### Exercise prompt
Repeat exactly the lines from the line containing "Report one point per instance of the player walking" through the last line of the records below, inclusive, and nothing else.

[start Record excerpts]

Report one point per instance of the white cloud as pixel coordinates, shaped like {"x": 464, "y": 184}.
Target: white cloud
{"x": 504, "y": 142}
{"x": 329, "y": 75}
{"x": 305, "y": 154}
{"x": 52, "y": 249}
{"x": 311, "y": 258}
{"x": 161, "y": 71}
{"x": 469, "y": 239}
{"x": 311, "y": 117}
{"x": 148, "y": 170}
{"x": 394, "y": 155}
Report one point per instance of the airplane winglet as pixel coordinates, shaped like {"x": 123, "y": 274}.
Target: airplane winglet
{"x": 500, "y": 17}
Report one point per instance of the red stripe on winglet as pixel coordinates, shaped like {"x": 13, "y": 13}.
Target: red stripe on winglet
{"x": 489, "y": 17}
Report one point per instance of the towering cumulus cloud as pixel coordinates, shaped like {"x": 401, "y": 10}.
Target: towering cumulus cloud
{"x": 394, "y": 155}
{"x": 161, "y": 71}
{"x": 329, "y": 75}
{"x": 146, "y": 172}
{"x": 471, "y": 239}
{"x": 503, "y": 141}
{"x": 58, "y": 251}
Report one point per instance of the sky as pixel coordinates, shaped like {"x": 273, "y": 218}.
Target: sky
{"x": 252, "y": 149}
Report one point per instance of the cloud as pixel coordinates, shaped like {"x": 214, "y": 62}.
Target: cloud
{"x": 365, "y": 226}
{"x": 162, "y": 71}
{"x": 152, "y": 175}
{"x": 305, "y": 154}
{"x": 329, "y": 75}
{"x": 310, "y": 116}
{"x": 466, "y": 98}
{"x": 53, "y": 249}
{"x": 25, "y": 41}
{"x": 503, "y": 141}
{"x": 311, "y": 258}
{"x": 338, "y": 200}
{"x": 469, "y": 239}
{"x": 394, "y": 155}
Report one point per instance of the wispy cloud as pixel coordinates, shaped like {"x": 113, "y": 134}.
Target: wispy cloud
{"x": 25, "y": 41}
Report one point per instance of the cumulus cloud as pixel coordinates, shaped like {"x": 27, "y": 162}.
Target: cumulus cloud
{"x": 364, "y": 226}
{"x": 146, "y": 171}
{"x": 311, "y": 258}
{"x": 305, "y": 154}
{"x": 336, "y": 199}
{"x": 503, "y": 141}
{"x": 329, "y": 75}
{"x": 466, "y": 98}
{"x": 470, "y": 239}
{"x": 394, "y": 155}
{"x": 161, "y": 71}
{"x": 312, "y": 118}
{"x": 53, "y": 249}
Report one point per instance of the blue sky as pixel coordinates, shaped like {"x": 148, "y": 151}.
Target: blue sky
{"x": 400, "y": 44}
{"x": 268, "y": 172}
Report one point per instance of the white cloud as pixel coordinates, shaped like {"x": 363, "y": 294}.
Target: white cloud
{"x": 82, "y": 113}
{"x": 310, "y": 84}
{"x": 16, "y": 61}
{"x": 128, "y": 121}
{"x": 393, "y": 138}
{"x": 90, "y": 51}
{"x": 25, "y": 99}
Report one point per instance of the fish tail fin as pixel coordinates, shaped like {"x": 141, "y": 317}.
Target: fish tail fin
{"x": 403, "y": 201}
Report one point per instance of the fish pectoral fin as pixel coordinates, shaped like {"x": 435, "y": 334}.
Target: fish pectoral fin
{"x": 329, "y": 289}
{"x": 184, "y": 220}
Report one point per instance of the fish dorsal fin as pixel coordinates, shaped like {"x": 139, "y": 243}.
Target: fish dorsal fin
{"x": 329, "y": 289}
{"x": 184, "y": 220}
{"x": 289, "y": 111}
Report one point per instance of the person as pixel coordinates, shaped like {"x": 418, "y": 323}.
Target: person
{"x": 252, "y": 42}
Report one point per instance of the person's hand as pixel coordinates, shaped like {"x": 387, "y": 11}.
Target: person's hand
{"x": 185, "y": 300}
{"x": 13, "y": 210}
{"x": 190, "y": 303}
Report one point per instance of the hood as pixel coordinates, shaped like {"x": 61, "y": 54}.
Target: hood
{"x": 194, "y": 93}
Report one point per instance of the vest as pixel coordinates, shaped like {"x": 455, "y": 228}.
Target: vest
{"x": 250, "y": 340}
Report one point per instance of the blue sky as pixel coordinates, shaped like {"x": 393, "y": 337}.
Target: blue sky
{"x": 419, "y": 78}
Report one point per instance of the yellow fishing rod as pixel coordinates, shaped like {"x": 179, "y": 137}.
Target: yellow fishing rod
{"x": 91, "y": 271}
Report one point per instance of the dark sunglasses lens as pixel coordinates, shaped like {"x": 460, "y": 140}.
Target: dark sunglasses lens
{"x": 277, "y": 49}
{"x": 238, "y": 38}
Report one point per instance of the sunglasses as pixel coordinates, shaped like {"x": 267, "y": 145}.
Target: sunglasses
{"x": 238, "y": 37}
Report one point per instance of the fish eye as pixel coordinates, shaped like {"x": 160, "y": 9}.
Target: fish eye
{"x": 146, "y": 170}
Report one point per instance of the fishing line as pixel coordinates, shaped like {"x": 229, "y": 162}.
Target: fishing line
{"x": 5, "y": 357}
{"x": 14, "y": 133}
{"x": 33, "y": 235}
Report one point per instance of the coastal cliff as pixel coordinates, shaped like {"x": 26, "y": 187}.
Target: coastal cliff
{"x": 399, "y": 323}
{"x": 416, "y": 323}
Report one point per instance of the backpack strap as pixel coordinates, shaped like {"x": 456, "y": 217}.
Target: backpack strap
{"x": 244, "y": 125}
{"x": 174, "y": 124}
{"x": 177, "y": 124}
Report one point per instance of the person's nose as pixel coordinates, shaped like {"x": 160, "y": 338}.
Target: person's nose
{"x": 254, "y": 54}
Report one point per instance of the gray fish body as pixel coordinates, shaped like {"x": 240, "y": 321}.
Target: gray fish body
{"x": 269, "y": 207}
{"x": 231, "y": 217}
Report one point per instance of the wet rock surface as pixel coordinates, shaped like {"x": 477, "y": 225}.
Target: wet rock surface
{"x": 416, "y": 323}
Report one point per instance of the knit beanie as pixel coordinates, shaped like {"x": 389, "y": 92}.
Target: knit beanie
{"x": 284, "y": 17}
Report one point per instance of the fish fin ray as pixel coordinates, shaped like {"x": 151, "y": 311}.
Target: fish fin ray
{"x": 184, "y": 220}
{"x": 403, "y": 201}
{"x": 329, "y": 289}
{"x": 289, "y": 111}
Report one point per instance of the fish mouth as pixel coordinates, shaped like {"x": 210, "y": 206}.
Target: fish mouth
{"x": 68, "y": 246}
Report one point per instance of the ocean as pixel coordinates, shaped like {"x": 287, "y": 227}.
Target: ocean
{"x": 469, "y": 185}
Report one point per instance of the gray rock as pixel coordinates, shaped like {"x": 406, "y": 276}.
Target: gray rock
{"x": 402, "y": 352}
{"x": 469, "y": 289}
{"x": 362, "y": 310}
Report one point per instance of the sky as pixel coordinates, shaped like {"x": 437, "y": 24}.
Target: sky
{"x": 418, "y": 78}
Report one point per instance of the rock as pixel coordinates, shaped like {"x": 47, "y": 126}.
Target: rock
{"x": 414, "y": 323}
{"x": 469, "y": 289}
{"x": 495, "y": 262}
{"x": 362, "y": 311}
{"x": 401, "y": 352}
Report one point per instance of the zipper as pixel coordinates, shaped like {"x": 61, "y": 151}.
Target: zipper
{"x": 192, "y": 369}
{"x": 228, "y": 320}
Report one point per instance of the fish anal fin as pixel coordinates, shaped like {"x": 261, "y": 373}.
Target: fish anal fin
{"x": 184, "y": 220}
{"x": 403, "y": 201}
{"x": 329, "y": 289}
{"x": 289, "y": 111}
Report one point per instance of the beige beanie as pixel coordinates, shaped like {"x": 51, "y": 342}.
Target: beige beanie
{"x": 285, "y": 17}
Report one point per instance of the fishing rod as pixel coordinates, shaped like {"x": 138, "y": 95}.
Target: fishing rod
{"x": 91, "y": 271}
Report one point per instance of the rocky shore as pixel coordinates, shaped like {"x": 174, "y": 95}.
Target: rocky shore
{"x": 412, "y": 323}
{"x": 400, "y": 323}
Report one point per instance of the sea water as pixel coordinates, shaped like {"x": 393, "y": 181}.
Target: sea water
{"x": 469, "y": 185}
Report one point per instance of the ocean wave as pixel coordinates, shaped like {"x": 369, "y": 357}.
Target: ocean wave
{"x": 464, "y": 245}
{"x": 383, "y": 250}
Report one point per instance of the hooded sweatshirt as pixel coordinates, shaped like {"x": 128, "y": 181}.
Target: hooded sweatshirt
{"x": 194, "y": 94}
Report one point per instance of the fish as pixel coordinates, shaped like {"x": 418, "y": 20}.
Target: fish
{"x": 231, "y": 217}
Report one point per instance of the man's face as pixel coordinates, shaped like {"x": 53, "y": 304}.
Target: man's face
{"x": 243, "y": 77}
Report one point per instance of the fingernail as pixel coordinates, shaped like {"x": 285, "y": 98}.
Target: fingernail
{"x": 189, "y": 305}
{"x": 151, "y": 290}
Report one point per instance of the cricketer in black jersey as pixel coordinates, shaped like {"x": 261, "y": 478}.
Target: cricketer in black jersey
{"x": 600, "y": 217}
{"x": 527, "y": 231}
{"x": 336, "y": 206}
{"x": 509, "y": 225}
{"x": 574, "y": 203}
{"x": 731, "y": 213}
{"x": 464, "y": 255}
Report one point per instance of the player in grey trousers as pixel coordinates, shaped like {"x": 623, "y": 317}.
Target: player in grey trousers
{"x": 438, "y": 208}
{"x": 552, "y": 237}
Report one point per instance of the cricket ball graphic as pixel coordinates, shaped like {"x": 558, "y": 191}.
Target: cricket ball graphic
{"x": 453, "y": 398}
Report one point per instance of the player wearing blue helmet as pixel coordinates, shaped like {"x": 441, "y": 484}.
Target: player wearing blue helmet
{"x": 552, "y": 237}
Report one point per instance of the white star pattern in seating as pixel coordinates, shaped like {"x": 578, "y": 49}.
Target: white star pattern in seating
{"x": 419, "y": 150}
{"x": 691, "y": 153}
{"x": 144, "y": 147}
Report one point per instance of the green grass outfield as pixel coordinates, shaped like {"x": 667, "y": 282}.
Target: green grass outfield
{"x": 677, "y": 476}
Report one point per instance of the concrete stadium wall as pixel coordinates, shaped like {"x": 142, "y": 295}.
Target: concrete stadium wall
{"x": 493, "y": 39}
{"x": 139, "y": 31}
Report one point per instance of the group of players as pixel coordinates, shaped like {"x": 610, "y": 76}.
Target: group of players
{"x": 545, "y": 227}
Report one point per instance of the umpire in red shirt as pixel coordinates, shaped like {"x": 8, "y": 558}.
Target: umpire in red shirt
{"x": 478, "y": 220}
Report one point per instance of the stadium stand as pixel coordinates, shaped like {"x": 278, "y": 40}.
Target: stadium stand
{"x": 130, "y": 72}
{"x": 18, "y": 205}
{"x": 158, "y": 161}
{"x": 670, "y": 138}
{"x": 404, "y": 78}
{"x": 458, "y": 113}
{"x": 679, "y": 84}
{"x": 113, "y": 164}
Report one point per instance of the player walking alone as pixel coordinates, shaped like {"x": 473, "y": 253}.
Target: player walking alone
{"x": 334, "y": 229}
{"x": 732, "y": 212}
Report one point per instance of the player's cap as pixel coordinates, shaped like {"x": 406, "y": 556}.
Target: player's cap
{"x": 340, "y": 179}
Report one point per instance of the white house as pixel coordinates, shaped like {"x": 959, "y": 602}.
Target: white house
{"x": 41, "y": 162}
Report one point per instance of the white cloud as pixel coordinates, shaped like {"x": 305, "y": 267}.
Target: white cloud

[end Record excerpts]

### Written response
Report one point per instance of the player walking alone as pixel coordinates, shaped like {"x": 473, "y": 253}.
Target: player walking alone
{"x": 334, "y": 229}
{"x": 732, "y": 212}
Report one point per instance of the player's cap as pixel coordinates, shaped like {"x": 406, "y": 556}.
Target: player's cap
{"x": 340, "y": 179}
Report one point per instance of the white house as pixel coordinates, shaped like {"x": 959, "y": 602}.
Target: white house
{"x": 41, "y": 162}
Report one point per instance of the white cloud as pixel coordinates, shaped like {"x": 305, "y": 267}.
Target: white cloud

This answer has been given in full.